▸ Énoncé 1
Extrayez mot pour mot, du texte consacré au scénario Négawatt, le passage qui commence par « Le document de » et se poursuit jusqu'à « d’un débat national. ».

▸ Texte
+++++

Environnement - Négawatt, entre utopie écologique et réalisme économique
L’association Negawatt a publié son scénario 2011 pour une sortie du nucléaire et une évolution de la consommation énergétique en France. Utopie pour certains, réaliste pour d’autres…Qu’en est-il réellement ?
Le document de cette association est de présenter des pistes pour sortir du nucléaire et améliorer l’efficacité énergétique de la France et de la comparer à l’évolution naturelle, appelée “tendanciel”. Tout le document montre les deux résultats, le scénario négawatt cumulant le résultat de toutes les politiques possibles, sans apporter de coût économique en face. Ce point explique le fait qu’on traite le projet d’utopie. Pourtant, si l’on utilise correctement le rapport, il est une base intéressante pour mieux définir les axes de progrès en fonction de leur apport à l’économie d’énergie. Chacun devra alors mettre en face le coût des mesures pour, par exemple, définir les choix de sources d’énergie dans le cadre d’un débat national.

+++++

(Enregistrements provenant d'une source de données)
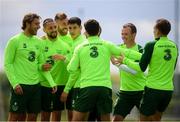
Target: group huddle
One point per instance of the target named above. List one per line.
(65, 69)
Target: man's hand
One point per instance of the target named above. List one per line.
(64, 96)
(18, 90)
(120, 59)
(46, 67)
(114, 61)
(54, 89)
(58, 57)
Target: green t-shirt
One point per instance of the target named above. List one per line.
(67, 39)
(93, 59)
(59, 70)
(23, 59)
(80, 39)
(160, 56)
(132, 82)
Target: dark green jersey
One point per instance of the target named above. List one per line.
(161, 57)
(93, 59)
(23, 59)
(132, 82)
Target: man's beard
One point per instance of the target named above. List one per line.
(52, 36)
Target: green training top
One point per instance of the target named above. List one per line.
(161, 56)
(67, 39)
(58, 71)
(132, 82)
(93, 59)
(80, 39)
(23, 59)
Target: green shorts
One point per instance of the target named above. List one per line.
(126, 101)
(29, 102)
(95, 96)
(57, 104)
(155, 100)
(46, 99)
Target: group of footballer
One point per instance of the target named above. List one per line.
(68, 69)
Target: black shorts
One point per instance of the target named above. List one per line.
(57, 104)
(46, 99)
(95, 96)
(126, 101)
(155, 100)
(29, 101)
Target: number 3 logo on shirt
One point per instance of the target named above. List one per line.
(94, 52)
(167, 55)
(32, 55)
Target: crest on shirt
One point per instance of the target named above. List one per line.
(24, 45)
(46, 49)
(15, 106)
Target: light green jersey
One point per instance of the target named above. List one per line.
(161, 57)
(77, 41)
(59, 71)
(93, 59)
(80, 39)
(23, 59)
(132, 82)
(67, 39)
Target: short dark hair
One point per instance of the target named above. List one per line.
(28, 18)
(163, 26)
(60, 16)
(74, 20)
(47, 21)
(92, 27)
(132, 26)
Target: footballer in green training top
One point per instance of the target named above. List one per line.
(57, 53)
(93, 59)
(161, 58)
(131, 85)
(23, 61)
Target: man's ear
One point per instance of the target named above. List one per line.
(44, 30)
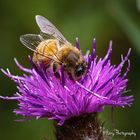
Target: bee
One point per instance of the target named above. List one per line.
(52, 49)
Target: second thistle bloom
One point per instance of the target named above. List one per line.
(41, 94)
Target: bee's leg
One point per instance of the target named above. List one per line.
(55, 70)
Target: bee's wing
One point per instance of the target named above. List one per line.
(48, 28)
(31, 41)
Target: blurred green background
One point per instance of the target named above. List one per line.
(104, 19)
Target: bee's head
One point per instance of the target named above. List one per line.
(80, 70)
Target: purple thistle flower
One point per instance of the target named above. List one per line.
(41, 94)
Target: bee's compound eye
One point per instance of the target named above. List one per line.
(80, 71)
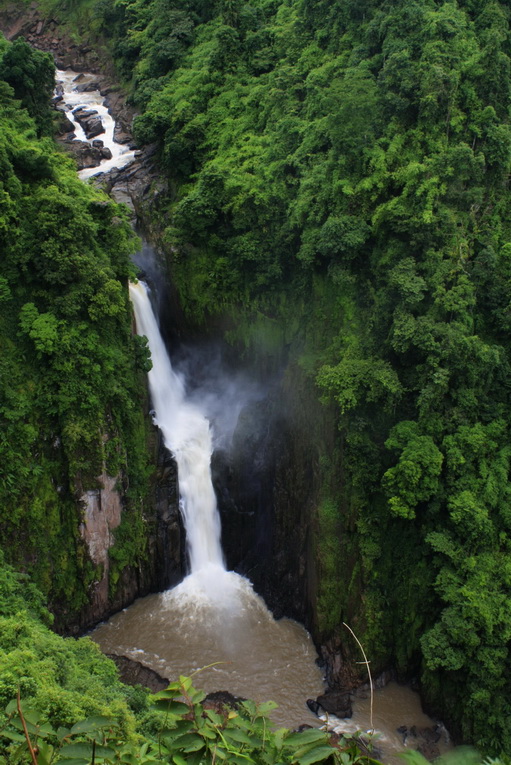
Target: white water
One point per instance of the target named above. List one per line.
(186, 433)
(213, 619)
(121, 154)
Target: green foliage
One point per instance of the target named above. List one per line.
(71, 371)
(31, 74)
(187, 733)
(338, 175)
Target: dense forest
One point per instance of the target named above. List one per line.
(339, 173)
(338, 188)
(70, 394)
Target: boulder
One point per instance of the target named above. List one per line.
(336, 703)
(84, 154)
(133, 672)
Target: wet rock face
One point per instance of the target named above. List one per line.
(84, 154)
(264, 486)
(90, 121)
(133, 672)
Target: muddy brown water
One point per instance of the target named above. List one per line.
(215, 618)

+++++

▸ Énoncé 2
Dans les enregistrements ci-dessus, reproduisez uniquement les lignes allant de celle qui contient « Target: white water » jusqu'à la fin, bornes comprises, en ajoutant 114 à chaque nombre des coordonnées données en réponse. Recopiez toutes les autres lignes de cette plage sans modification.

▸ Résultat de l'exercice 1
Le document de cette association est de présenter des pistes pour sortir du nucléaire et améliorer l’efficacité énergétique de la France et de la comparer à l’évolution naturelle, appelée “tendanciel”. Tout le document montre les deux résultats, le scénario négawatt cumulant le résultat de toutes les politiques possibles, sans apporter de coût économique en face. Ce point explique le fait qu’on traite le projet d’utopie. Pourtant, si l’on utilise correctement le rapport, il est une base intéressante pour mieux définir les axes de progrès en fonction de leur apport à l’économie d’énergie. Chacun devra alors mettre en face le coût des mesures pour, par exemple, définir les choix de sources d’énergie dans le cadre d’un débat national.

▸ Résultat de l'exercice 2
Target: white water
One point per instance of the target named above. List one per line.
(300, 547)
(327, 733)
(235, 268)
Target: green foliage
One point per instance of the target named above. List one per line.
(185, 485)
(145, 188)
(301, 847)
(452, 289)
Target: dense forest
One point per instance of the target named above. List one per line.
(453, 287)
(452, 302)
(184, 508)
Target: boulder
One point per instance of the target named above. List one per line.
(450, 817)
(198, 268)
(247, 786)
Target: wet rock face
One point per instance of the target named above. List one per line.
(198, 268)
(378, 600)
(204, 235)
(247, 786)
Target: muddy brown water
One point per instance of the target named above. List one per line.
(329, 732)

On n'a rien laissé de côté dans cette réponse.